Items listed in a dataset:
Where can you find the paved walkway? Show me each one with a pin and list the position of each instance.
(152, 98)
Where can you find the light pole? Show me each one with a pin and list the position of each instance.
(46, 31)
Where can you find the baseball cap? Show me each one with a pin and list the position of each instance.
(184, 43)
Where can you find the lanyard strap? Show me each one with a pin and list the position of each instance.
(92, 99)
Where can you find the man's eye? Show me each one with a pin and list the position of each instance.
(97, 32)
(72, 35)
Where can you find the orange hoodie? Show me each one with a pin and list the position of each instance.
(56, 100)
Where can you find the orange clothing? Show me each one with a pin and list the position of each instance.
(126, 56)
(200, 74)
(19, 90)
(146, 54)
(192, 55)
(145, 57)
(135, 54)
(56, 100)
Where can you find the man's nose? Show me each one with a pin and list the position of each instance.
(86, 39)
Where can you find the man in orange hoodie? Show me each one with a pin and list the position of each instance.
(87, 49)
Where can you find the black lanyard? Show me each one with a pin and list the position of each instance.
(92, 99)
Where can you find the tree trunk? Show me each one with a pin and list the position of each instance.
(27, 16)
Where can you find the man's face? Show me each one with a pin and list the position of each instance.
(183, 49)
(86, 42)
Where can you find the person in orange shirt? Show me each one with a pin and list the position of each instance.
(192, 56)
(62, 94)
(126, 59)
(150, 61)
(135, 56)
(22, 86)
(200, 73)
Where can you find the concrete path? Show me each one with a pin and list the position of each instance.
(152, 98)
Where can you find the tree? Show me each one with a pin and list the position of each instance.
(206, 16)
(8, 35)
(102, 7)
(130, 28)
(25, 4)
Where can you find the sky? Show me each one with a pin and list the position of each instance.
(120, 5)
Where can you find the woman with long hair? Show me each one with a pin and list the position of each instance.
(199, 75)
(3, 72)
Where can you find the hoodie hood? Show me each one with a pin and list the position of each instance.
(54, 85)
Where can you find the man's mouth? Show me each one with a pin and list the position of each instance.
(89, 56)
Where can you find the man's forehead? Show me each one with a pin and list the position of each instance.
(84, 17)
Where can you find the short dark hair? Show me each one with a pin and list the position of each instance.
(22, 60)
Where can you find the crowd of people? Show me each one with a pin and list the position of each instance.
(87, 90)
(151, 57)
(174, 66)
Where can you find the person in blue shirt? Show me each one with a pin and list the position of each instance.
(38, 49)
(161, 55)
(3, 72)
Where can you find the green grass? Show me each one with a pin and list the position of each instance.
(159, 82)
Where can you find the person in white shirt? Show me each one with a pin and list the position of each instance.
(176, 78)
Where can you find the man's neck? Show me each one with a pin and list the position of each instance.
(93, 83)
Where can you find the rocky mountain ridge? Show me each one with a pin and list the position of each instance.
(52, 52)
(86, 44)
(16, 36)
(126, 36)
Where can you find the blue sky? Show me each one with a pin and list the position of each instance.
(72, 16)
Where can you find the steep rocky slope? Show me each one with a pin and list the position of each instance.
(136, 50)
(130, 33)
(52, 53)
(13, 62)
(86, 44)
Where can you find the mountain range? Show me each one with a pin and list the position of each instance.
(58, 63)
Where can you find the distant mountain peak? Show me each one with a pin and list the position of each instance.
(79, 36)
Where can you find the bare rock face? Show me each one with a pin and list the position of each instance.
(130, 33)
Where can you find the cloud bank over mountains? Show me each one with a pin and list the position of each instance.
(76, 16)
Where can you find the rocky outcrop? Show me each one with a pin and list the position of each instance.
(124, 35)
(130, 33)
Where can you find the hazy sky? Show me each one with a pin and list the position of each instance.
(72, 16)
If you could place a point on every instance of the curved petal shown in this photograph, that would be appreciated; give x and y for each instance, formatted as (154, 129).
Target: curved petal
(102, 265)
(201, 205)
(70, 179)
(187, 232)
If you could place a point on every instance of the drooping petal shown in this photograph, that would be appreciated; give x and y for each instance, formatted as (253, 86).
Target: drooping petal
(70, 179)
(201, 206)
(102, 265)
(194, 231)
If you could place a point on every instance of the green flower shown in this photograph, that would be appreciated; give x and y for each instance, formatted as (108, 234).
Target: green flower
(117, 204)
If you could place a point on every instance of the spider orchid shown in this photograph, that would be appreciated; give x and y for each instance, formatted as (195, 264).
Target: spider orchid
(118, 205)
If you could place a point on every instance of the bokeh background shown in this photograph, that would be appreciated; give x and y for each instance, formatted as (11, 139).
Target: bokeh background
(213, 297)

==

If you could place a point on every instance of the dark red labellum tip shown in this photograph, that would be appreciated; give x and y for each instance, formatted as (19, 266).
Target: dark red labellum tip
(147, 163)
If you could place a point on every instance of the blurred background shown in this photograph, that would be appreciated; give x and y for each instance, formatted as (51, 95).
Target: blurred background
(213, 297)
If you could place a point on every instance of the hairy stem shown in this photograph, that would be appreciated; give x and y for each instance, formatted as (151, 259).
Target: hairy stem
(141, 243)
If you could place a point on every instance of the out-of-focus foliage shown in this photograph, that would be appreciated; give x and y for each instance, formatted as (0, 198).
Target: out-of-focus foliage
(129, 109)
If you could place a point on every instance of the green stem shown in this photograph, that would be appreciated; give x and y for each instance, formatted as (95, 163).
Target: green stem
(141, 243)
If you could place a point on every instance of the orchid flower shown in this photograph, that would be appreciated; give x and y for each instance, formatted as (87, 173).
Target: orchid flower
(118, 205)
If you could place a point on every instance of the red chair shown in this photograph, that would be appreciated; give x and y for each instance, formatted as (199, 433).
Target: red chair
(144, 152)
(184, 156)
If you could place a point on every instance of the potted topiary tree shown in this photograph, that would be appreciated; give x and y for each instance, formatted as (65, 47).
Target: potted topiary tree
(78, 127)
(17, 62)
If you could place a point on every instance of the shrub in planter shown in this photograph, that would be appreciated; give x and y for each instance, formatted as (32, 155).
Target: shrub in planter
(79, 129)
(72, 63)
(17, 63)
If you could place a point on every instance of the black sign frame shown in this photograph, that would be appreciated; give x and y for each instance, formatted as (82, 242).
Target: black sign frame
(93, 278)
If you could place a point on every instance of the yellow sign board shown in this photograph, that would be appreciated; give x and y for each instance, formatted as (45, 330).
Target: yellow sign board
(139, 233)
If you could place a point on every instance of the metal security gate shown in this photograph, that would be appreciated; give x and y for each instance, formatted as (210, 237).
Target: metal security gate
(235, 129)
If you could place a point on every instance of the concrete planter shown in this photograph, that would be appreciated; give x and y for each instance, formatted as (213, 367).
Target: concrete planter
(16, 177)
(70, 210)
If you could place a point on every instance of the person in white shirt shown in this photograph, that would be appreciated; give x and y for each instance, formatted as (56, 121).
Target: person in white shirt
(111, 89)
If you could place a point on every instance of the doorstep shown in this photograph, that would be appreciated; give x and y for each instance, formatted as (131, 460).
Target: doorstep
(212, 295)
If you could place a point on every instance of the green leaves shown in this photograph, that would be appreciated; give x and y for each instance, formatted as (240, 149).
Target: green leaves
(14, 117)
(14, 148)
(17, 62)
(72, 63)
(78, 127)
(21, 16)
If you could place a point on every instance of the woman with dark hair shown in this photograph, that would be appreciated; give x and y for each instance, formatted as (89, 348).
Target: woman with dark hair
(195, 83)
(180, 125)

==

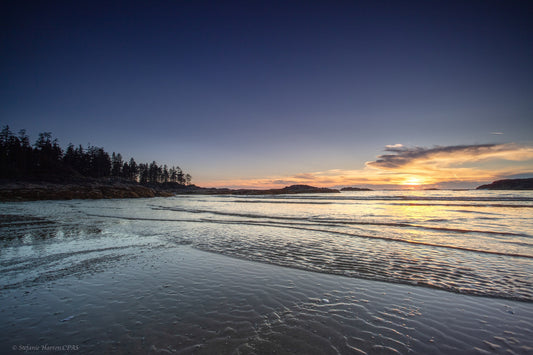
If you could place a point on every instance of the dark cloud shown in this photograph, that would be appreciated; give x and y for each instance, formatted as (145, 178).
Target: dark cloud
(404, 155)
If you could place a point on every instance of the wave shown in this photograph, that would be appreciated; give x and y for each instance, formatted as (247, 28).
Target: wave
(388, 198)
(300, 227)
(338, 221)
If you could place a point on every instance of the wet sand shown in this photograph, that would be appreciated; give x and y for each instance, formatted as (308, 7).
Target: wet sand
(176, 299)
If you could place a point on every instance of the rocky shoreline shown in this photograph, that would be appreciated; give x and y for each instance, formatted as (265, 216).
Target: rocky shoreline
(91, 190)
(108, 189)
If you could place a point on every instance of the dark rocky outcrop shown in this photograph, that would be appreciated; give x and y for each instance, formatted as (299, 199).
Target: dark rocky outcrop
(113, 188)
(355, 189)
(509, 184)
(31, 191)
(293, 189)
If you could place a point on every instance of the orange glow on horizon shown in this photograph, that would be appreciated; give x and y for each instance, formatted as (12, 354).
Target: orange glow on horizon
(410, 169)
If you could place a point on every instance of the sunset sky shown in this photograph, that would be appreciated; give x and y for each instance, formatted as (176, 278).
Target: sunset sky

> _Work instruction_:
Identify the lines in the entries that hold "sunset" and return each one.

> _Solution to this task_:
If you could place a point on every instance of the sunset sky shown in this photograph, that would be appreciated; give x and y for each instance, formatted as (176, 278).
Target: sunset sky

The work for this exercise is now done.